TASK DETAILS:
Would you write out every record that follows exactly, with the pictures left out?

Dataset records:
┄┄┄┄┄┄┄┄┄┄┄┄┄┄┄┄┄┄┄┄
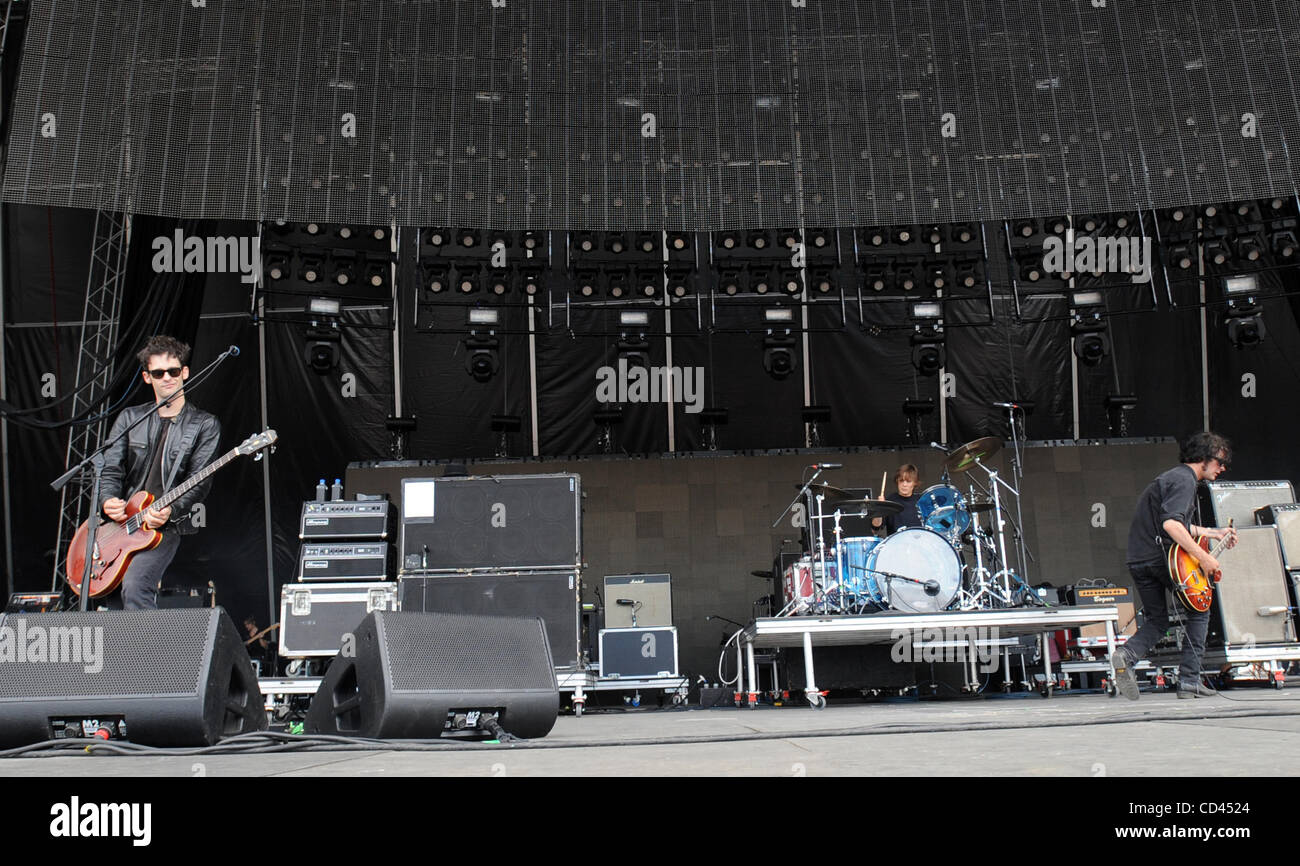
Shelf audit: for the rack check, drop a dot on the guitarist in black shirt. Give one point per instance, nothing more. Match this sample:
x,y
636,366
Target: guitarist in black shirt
x,y
1162,519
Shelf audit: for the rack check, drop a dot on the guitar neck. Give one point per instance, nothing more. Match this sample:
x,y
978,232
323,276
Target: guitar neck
x,y
193,481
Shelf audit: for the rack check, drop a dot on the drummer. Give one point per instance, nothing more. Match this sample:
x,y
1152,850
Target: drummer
x,y
905,481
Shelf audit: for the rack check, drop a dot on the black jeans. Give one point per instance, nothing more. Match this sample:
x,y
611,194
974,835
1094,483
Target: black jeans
x,y
139,587
1152,581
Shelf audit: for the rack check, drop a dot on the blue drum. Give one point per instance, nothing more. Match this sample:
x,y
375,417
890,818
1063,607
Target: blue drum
x,y
943,510
856,576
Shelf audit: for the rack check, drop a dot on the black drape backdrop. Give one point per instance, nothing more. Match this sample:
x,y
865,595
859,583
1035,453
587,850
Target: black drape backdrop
x,y
328,420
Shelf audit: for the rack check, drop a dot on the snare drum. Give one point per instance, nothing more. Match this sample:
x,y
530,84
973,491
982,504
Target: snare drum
x,y
943,510
852,558
917,570
798,583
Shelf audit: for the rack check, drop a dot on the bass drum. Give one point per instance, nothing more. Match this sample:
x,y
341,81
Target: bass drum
x,y
918,571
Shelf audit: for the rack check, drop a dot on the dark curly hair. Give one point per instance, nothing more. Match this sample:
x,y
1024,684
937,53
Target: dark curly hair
x,y
163,345
1201,446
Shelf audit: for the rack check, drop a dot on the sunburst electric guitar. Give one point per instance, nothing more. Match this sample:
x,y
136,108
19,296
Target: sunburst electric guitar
x,y
117,542
1195,588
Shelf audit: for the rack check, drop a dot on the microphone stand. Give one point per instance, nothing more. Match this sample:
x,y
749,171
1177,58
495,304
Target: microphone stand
┄┄┄┄┄┄┄┄┄┄┄┄┄┄┄┄┄┄┄┄
EXERCISE RESPONSE:
Shelf audit: for the rack check, drop a dot on the guitarist in black shirt. Give one point per instance, nothing more. Match this sample:
x,y
636,366
Target: guitarist in black shirt
x,y
1162,519
Shelf audit: for the rack check, drop a dot on the guitar neck. Give one point per instance, nothing more. Match this sample:
x,y
978,232
323,276
Target: guitar neck
x,y
193,481
Shelf audit: for the rack check, drop a dot on the drummer. Give one point per instance, nothing more. Match this sample:
x,y
1152,850
Target: drummer
x,y
905,481
Shelf audit: for the rack check, drop a dot on the black jeans. Give one point per instance, nothing more. Match this sample:
x,y
611,194
974,835
1094,483
Target: black jeans
x,y
139,587
1152,581
Shelf audit: for the rack check, drop a dot on the blue drum. Give one point per instance, nothing more. Match this sample:
x,y
375,417
890,818
1063,607
Target: blue drum
x,y
943,510
856,576
Shelf audit: for the rack check, drop a dot on the black drape backdrop. Give one point per instance, nothing more. Match this sample:
x,y
865,595
859,583
1035,453
587,850
Target: black drape backdrop
x,y
328,420
Shelf audit: for the rack check, drop a dot on the snare drum. Give one point per instance, nothing more. Match this sample:
x,y
530,84
973,491
982,504
Target: snare drum
x,y
943,510
852,558
917,570
798,583
Shelf audit: for the rack check, drop a dot on the bass drum. Give one point per instance, nothing more. Match this sample:
x,y
341,81
Target: bass drum
x,y
918,571
Shelf audit: for the rack check, drop a dot on the dark curly hair. Give one point per instance, nothing more. Match this sample:
x,y
1024,684
937,53
Target: dark curly hair
x,y
163,345
1201,446
Shelf audit: for the rack check, drop a dot on the sunburst electric guitar. Give one point per instance, nothing more. Match this sample:
x,y
136,108
19,296
Target: sunburst electric guitar
x,y
117,542
1195,588
Shelf audit: for the rack check, drop a dot on the microphone stand. Give one point per instance, nothing more. Match this sample:
x,y
749,171
1177,58
495,304
Target: microphone stand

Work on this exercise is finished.